Una iniciativa tan global, multitudinaria y bien organizada debería haber tenido mayor impacto. Pero no fue así. Si bien el tema de la desigualdad económica se debate ahora más que antes, en la práctica no se ha avanzado mucho para combatir el problema. Y el movimiento Ocupa ha desaparecido de los titulares. De hecho, lo común es que las protestas generen solo reacciones retóricas de los gobiernos, pero no mayores cambios políticos. Dilma Rousseff, por ejemplo, reconoció como válidos los motivos de quienes tomaron las calles en Brasil y prometió que se pondría al frente de las reformas necesarias (que aún no se han dado). El primer ministro turco, Recep Tayyip Erdogan, reaccionó agresivamente a las protestas en su país. A cusó a los manifestantes de formar parte de una muy sofisticada conspiración en su contra y, aparte de intentar bloquear Twitter y YouTube, no son muchos los cambios que el Gobierno ha hecho para responder a las demandas ciudadanas. Algo parecido ha pasado con las marchas contra la violencia en la ciudad de México o contra la corrupción en Nueva Delhi.
- - -
=== CONSIGNA ===
Enumere todos los lugares que el fragmento sobre las protestas nombra de manera explícita.

=== DATOS ===
- - -
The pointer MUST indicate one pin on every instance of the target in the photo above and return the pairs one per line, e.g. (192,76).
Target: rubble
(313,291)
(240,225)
- - -
=== RESULTADO ===
Brasil, la ciudad de México y Nueva Delhi.